● Excerto fornecido:
▼▼▼

Leonor Sousa, 12.º B

O envelhecimento da classe docente tem implicado reformas em grande escala e a nossa escola não é exceção. Porém, temos connosco uma professora que, já há muitos anos, escolhe não o fazer. Veio trabalhar para a Escola Secundária Dr. Mário Sacramento no início da sua segunda década de vida (o que faz de si a professora mais antiga da escola) e durante a sua carreira ocupou cargos de direção e de natureza pedagógica.

Para descobrir mais, fomos falar com a professora de Matemática, Isabel Órfão.

Com Efeito (C.E.) - Bom dia professora!

Professora Isabel Órfão (P.I.O.) - Bom dia, bora lá!

C.E.- Ora bem, em primeiro lugar: considera que existem diferenças notórias entre os alunos de hoje e os alunos do início da sua carreira?

P.I.O. - Não.

C.E. - Nenhuma?!

P.I.O. - Não. Os contextos é que são muito diferentes dos que existiam quando comecei a minha carreira, já lá vão muitos anos.

C.E.- Deu reguadas?

▲▲▲

● Requisitos:
Repita na íntegra, sem qualquer alteração, a entrevista à professora Isabel Órfão. Os registos não têm qualquer papel nesta tarefa.

● Informação fornecida:
▼▼▼

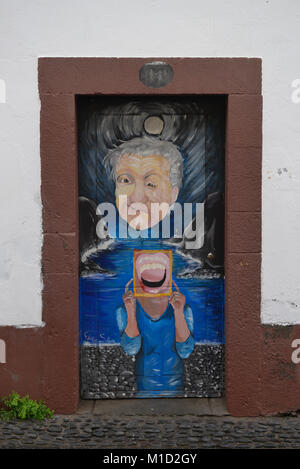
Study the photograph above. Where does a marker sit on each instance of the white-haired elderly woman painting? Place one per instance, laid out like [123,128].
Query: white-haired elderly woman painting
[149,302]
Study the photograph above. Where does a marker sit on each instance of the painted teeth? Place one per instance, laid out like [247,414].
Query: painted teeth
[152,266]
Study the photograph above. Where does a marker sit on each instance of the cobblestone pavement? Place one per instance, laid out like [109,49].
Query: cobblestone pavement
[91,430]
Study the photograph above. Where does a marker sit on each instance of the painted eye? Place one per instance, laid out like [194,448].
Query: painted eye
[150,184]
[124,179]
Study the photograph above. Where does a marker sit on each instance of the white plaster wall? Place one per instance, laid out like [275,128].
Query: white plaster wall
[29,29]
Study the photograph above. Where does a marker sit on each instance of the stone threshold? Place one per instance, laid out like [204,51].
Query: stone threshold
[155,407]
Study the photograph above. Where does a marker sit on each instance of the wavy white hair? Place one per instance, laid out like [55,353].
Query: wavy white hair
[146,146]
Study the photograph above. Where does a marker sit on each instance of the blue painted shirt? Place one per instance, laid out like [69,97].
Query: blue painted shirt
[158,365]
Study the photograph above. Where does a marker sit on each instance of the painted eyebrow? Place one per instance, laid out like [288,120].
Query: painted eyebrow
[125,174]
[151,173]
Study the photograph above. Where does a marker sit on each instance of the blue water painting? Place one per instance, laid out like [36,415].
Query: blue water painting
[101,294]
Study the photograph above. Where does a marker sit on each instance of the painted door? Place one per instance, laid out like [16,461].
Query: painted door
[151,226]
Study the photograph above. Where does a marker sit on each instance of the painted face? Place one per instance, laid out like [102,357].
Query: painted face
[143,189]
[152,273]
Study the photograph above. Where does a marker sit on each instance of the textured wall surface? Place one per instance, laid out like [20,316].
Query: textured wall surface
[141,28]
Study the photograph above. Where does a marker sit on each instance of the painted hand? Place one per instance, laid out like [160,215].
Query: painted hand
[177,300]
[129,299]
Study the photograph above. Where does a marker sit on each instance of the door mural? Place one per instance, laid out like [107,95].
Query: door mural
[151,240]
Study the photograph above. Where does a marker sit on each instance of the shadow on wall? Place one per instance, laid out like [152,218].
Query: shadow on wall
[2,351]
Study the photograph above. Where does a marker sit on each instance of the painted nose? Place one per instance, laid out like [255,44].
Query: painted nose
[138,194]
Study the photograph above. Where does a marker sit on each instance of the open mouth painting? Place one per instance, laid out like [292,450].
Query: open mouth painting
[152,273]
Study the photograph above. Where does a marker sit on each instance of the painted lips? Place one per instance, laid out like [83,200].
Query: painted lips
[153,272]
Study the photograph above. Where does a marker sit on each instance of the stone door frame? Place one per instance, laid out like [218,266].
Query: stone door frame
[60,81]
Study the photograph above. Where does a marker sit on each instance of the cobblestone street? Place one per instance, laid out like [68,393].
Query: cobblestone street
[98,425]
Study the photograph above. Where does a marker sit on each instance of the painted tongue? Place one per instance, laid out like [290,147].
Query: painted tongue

▲▲▲

● Tarefa concluída:
Leonor Sousa, 12.º B

O envelhecimento da classe docente tem implicado reformas em grande escala e a nossa escola não é exceção. Porém, temos connosco uma professora que, já há muitos anos, escolhe não o fazer. Veio trabalhar para a Escola Secundária Dr. Mário Sacramento no início da sua segunda década de vida (o que faz de si a professora mais antiga da escola) e durante a sua carreira ocupou cargos de direção e de natureza pedagógica.

Para descobrir mais, fomos falar com a professora de Matemática, Isabel Órfão.

Com Efeito (C.E.) - Bom dia professora!

Professora Isabel Órfão (P.I.O.) - Bom dia, bora lá!

C.E.- Ora bem, em primeiro lugar: considera que existem diferenças notórias entre os alunos de hoje e os alunos do início da sua carreira?

P.I.O. - Não.

C.E. - Nenhuma?!

P.I.O. - Não. Os contextos é que são muito diferentes dos que existiam quando comecei a minha carreira, já lá vão muitos anos.

C.E.- Deu reguadas?